Provided material =>
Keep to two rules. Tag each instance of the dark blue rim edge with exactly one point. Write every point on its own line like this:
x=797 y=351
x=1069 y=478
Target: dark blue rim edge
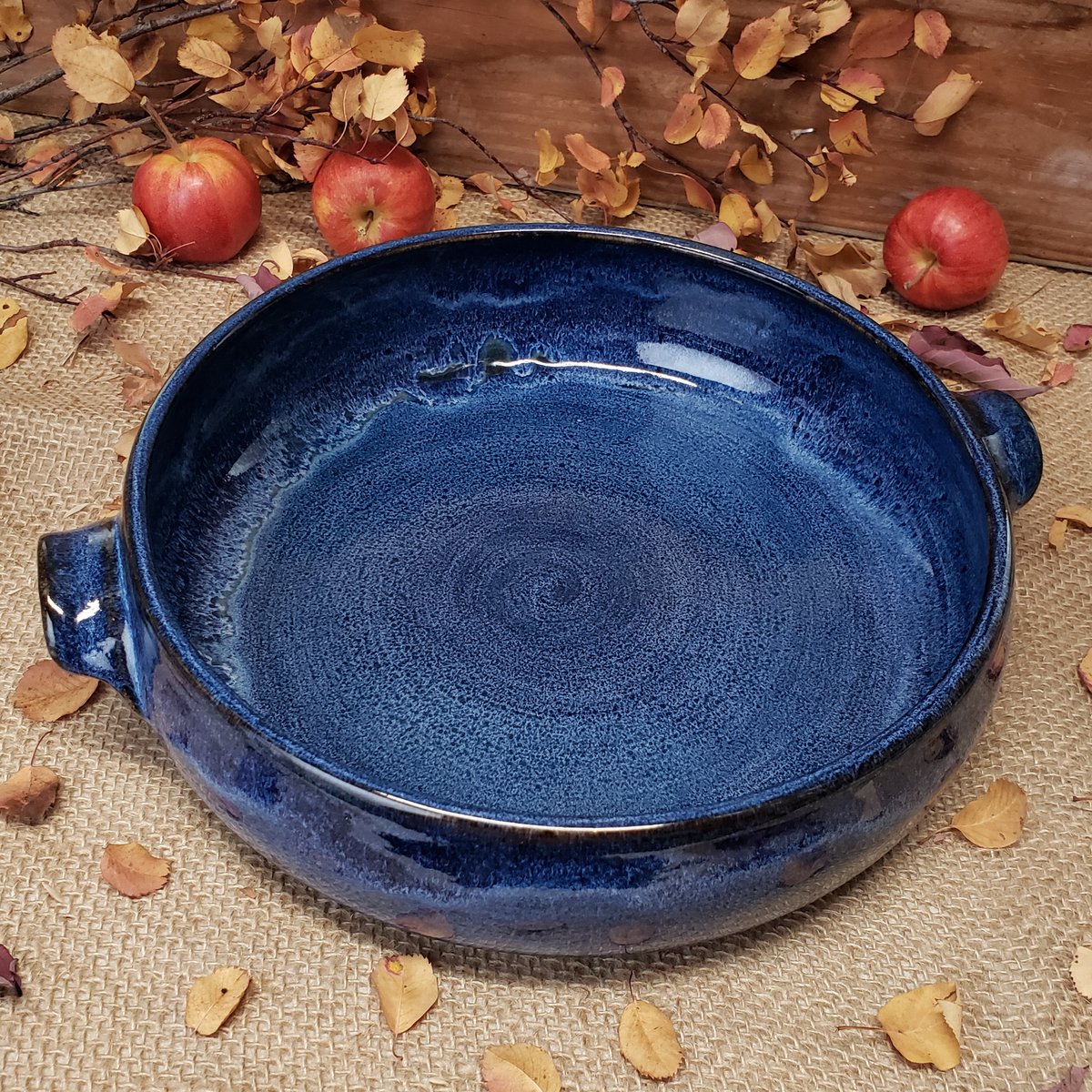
x=746 y=812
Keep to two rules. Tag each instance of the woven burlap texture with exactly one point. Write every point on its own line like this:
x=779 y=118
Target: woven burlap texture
x=106 y=977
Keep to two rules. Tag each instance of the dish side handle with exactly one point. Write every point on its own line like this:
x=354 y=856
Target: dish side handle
x=1009 y=438
x=86 y=605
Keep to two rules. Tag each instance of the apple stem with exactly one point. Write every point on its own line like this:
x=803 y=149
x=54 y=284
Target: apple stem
x=157 y=118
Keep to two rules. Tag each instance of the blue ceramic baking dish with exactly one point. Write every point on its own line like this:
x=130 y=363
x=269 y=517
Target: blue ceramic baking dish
x=556 y=589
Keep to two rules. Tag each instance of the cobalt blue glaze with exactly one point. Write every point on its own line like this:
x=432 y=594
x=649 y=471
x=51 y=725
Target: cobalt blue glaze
x=556 y=589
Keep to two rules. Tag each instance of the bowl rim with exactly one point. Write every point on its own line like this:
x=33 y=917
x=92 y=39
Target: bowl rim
x=756 y=808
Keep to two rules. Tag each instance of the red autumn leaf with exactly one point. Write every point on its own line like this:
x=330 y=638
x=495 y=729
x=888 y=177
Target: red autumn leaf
x=953 y=352
x=882 y=33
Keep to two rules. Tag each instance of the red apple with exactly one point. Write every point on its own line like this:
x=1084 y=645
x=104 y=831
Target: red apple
x=359 y=202
x=201 y=201
x=945 y=249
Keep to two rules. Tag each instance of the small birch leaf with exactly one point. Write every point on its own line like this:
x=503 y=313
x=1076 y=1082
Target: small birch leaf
x=407 y=988
x=521 y=1067
x=995 y=819
x=649 y=1042
x=920 y=1029
x=28 y=793
x=132 y=871
x=214 y=997
x=47 y=693
x=1080 y=971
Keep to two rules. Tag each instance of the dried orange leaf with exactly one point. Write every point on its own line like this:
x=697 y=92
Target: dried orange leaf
x=589 y=157
x=47 y=693
x=214 y=997
x=685 y=120
x=649 y=1042
x=521 y=1067
x=759 y=47
x=920 y=1029
x=380 y=45
x=754 y=165
x=98 y=74
x=995 y=819
x=882 y=33
x=944 y=101
x=612 y=82
x=132 y=871
x=1011 y=325
x=382 y=94
x=134 y=232
x=703 y=22
x=931 y=32
x=407 y=987
x=551 y=159
x=1080 y=971
x=205 y=57
x=28 y=793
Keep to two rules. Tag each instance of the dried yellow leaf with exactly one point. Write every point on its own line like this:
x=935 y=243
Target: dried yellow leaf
x=381 y=94
x=214 y=997
x=944 y=101
x=649 y=1042
x=380 y=45
x=920 y=1029
x=521 y=1067
x=1080 y=971
x=407 y=988
x=205 y=57
x=98 y=74
x=995 y=819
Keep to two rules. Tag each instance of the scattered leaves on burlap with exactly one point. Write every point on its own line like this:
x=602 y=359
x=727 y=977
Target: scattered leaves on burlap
x=924 y=1025
x=28 y=794
x=15 y=332
x=1011 y=325
x=214 y=997
x=47 y=693
x=995 y=819
x=520 y=1067
x=649 y=1042
x=11 y=986
x=407 y=988
x=135 y=872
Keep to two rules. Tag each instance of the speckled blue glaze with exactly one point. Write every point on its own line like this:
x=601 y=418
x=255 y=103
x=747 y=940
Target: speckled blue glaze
x=556 y=590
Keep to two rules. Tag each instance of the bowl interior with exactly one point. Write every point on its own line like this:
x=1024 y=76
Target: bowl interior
x=563 y=528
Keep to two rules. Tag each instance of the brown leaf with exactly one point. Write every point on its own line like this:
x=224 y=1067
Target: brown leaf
x=923 y=1025
x=205 y=57
x=882 y=33
x=995 y=819
x=649 y=1042
x=943 y=102
x=98 y=74
x=47 y=693
x=214 y=997
x=380 y=45
x=521 y=1067
x=612 y=82
x=551 y=159
x=1011 y=325
x=407 y=988
x=703 y=22
x=589 y=157
x=686 y=119
x=931 y=32
x=28 y=793
x=132 y=871
x=850 y=134
x=759 y=47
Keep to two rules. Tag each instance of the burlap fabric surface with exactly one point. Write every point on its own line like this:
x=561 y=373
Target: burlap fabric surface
x=106 y=977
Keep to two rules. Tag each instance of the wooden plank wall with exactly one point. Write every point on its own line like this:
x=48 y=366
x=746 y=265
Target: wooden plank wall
x=505 y=68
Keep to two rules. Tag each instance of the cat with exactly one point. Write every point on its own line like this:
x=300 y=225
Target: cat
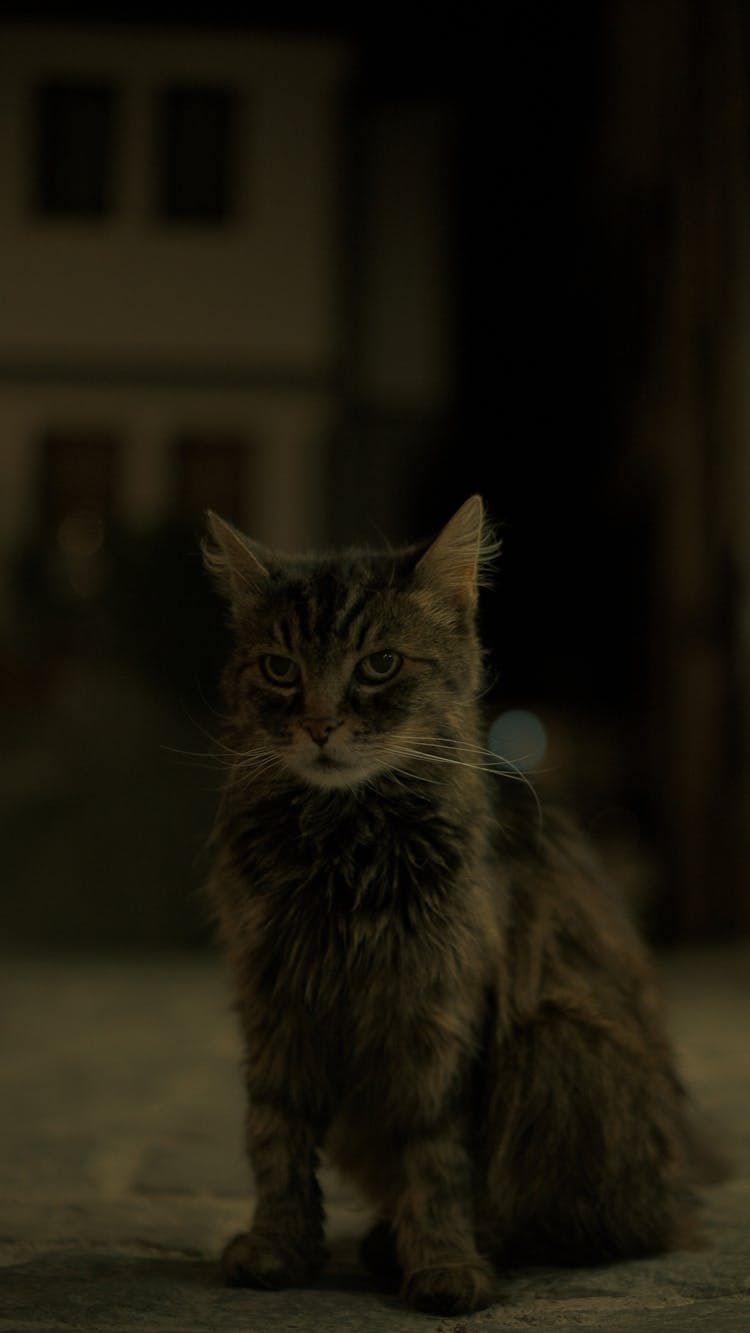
x=432 y=979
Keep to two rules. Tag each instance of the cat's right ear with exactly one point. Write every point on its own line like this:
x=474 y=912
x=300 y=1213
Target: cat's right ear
x=232 y=561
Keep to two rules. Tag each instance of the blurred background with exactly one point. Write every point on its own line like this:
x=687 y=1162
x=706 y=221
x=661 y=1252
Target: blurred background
x=331 y=279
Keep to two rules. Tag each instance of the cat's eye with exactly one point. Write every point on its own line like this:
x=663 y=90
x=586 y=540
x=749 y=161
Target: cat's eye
x=380 y=667
x=280 y=671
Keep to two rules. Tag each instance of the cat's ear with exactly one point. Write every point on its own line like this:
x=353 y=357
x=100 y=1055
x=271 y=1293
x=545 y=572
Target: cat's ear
x=457 y=557
x=231 y=559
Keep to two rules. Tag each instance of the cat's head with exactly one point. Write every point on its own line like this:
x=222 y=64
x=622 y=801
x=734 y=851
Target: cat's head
x=352 y=664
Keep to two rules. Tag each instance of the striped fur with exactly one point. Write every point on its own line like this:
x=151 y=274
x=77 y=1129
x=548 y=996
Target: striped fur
x=430 y=985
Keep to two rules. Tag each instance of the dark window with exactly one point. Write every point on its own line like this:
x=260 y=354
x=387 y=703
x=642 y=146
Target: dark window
x=79 y=473
x=196 y=151
x=73 y=148
x=211 y=473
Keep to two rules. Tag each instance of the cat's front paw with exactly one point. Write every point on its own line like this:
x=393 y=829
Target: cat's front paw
x=269 y=1261
x=454 y=1288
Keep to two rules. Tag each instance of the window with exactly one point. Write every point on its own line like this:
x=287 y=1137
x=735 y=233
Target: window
x=211 y=473
x=196 y=151
x=73 y=148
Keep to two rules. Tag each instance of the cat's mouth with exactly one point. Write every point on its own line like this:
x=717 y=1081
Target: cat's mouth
x=329 y=769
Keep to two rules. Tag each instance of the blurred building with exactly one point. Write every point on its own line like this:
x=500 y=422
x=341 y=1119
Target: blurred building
x=169 y=321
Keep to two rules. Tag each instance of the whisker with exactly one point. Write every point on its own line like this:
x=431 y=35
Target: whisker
x=500 y=767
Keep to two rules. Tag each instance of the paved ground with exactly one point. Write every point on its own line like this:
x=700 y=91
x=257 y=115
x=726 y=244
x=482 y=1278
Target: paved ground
x=121 y=1172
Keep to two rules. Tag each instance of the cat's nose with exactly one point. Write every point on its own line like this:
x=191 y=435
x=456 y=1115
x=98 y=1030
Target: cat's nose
x=320 y=728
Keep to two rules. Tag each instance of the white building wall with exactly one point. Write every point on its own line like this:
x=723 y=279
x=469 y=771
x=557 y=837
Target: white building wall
x=151 y=328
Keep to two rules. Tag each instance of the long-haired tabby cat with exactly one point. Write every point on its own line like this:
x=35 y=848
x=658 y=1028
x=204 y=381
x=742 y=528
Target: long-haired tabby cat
x=430 y=984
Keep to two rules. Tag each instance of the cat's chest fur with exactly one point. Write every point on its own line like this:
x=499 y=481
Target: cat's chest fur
x=353 y=911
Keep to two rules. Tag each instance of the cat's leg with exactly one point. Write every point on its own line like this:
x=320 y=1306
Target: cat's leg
x=588 y=1161
x=432 y=1227
x=284 y=1245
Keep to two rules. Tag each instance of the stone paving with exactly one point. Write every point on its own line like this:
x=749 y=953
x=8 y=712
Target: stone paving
x=121 y=1171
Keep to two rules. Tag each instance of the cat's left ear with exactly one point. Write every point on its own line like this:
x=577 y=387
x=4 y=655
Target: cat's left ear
x=231 y=559
x=456 y=559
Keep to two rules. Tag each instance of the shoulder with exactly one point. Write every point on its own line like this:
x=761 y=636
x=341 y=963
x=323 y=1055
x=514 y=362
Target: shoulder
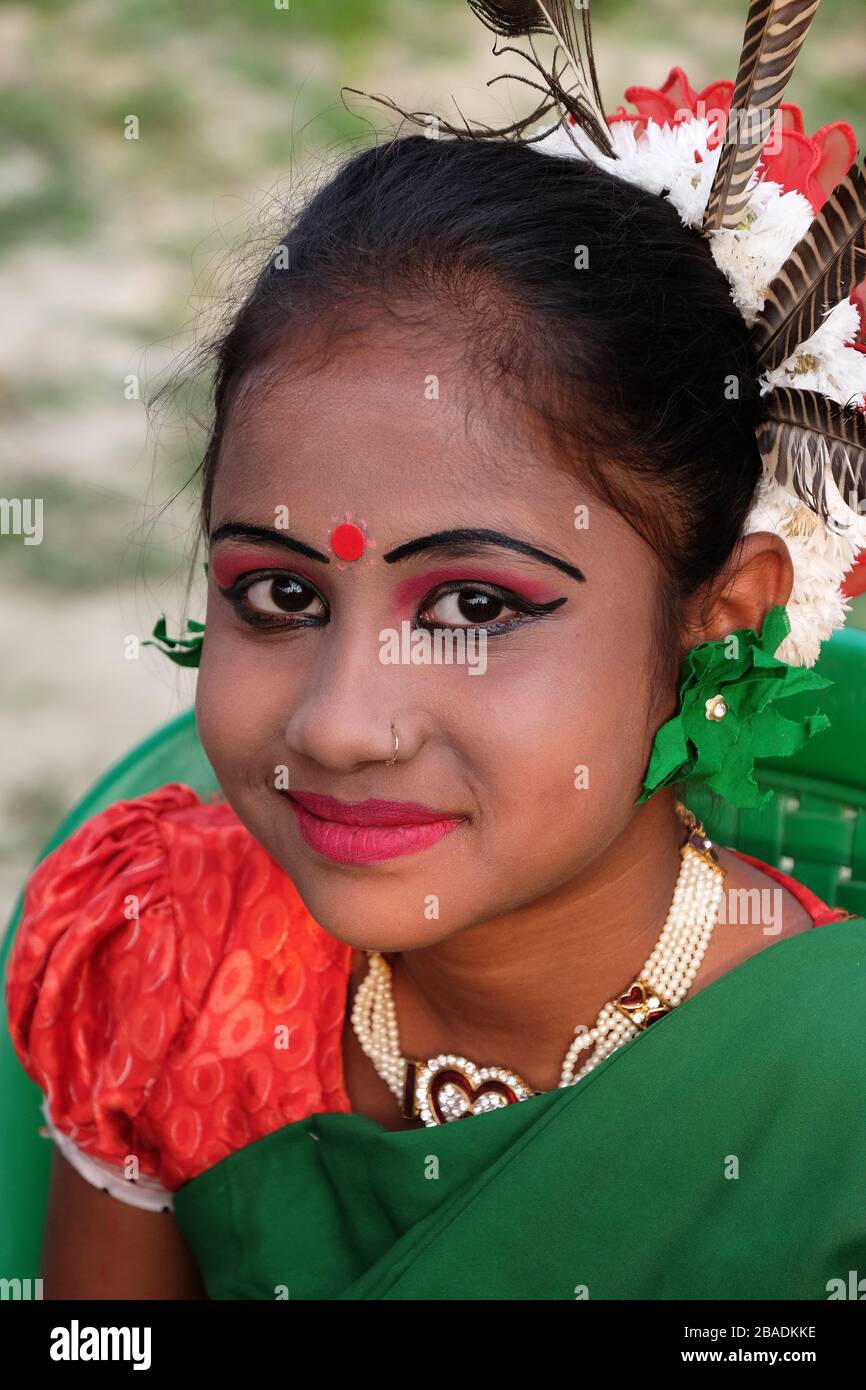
x=170 y=993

What is needed => Please copy out the entries starting at the line that has "Keep to two rules. Tag each instance of the bowl interior" and ending after the line that has "x=563 y=528", substituting "inside of the bowl" for "bowl interior" and leaving everything else unchanged. Give only those lines.

Answer for the task =>
Keep to two rules. Tag each instance of the inside of the bowl with exactly one point. Write every point on its own line like this:
x=1024 y=76
Target: inside of the bowl
x=563 y=528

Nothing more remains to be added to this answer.